EXERCISE REQUIREMENTS
1/ Transcribe the passage on multilingual language models from "While multilingual language" up to and including "lives and safety.".
2/ List every sentence in the passage on multilingual language models that begins with the word "Multilingual."
3/ Take the passage on multilingual language models further, starting after its last sentence.

DOCUMENT SECTION
──────────

Multilingual language models are built to address a technical challenge facing online services: there is not enough digitized text in most of the world’s 7,000+ languages to train AI systems. Researchers claim that, by scanning huge volumes of text in dozens or even hundreds of different languages, multilingual language models can learn general linguistic rules that can help them understand any language.
While multilingual language models have had impressive results at basic tasks, like parsing grammar, in research environments, companies are using them often in the real world for more language- and context-specific tasks, and we have reason to believe that they don’t perform as well in that context.
To fully understand the effects of these models, we need to know more about how and where companies are using them, as training and testing them on only a small fraction of text in certain languages could create an inability to understand those languages that results in real barriers to information access and outsized negative impacts on individuals’ lives and safety.
In our paper, which examines how these models work, we identified several specific shortcomings:
Multilingual models are built predominantly on English-language data. They thereby encode English-language values and assumptions, and import them into analysis and generation of text in other languages, overlooking local context and limiting accuracy.
Multilingual language models are often trained and tested on machine-translated text, which can contain errors or terms that native language speakers don’t use in practice.

──────────

(Records excerpted from a collection)

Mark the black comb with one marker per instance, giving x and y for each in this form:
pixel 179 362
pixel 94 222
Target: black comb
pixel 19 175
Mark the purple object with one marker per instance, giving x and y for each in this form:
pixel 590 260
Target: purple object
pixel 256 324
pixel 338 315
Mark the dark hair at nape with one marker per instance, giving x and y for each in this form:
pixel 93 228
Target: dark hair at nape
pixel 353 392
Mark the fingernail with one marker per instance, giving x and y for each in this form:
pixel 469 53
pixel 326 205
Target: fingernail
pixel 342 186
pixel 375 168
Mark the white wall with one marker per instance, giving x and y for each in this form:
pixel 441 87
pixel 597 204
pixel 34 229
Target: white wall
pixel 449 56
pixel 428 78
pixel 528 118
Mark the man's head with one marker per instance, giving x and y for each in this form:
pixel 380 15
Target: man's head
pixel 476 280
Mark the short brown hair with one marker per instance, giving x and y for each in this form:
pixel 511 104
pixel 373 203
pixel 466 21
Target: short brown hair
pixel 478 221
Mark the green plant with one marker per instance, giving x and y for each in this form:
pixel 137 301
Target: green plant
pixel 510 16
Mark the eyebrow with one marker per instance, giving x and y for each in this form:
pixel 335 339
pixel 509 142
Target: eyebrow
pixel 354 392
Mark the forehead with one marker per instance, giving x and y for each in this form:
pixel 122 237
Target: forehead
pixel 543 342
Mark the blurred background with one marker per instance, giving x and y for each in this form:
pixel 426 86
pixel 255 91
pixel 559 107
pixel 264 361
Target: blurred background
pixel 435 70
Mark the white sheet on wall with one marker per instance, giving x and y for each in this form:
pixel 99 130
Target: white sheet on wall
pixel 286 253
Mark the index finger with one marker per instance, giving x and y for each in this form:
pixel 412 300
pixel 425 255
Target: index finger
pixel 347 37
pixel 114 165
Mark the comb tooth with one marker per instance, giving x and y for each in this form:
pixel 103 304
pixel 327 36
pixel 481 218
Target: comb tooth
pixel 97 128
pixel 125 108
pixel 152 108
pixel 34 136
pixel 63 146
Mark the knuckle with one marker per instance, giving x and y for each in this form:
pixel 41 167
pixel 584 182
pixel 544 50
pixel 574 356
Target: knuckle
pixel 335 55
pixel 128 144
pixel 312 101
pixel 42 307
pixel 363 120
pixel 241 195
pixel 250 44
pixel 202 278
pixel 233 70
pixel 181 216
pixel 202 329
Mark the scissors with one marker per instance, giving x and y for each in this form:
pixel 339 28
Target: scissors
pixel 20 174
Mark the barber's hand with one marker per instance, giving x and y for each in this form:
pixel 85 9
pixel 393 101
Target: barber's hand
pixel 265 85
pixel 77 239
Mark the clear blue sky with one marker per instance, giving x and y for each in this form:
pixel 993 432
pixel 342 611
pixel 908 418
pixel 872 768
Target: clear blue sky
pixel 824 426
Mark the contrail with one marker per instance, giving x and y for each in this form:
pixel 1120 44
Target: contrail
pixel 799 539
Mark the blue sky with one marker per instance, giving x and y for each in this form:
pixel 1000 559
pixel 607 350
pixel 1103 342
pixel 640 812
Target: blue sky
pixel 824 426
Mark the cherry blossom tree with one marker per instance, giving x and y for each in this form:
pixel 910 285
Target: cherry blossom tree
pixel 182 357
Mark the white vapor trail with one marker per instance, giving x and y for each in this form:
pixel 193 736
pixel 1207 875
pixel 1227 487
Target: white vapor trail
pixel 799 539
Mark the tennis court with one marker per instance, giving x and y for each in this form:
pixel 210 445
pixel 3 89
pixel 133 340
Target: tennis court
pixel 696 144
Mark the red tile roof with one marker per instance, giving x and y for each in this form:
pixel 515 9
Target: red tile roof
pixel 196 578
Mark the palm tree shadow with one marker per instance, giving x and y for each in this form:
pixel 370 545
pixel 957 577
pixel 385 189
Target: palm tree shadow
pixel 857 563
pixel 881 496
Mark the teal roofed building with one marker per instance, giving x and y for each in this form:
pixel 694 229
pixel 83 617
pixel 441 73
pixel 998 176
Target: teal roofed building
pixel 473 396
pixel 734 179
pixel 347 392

──────────

ANSWERS GIVEN
1/
While multilingual language models have had impressive results at basic tasks, like parsing grammar, in research environments, companies are using them often in the real world for more language- and context-specific tasks, and we have reason to believe that they don’t perform as well in that context.
To fully understand the effects of these models, we need to know more about how and where companies are using them, as training and testing them on only a small fraction of text in certain languages could create an inability to understand those languages that results in real barriers to information access and outsized negative impacts on individuals’ lives and safety.

2/
- Multilingual language models are built to address a technical challenge facing online services: there is not enough digitized text in most of the world’s 7,000+ languages to train AI systems.
- Multilingual models are built predominantly on English-language data.
- Multilingual language models are often trained and tested on machine-translated text, which can contain errors or terms that native language speakers don’t use in practice.

3/
When multilingual language models fail, their problems are hard to identify, diagnose, and fix.
The more languages a multilingual language model trains on, the less it captures the idiosyncrasies of each one. Languages interfere with one another, meaning that developers need to balance teaching models more languages versus improving how well they work in each one.
Companies like Google ([link removed]), Meta ([link removed]), and Bumble ([link removed]) are already using these tools to detect and even take action on problematic content. Others may soon use them to power automated tools that scan resumes or immigration applications.
In order to improve multilingual language models and hold them accountable, companies need to reveal more about the data used to train these models, funders need to invest in the growing communities that are documenting and building natural language processing models in different languages, and governments need to avoid using these models in ways that may threaten civil liberties.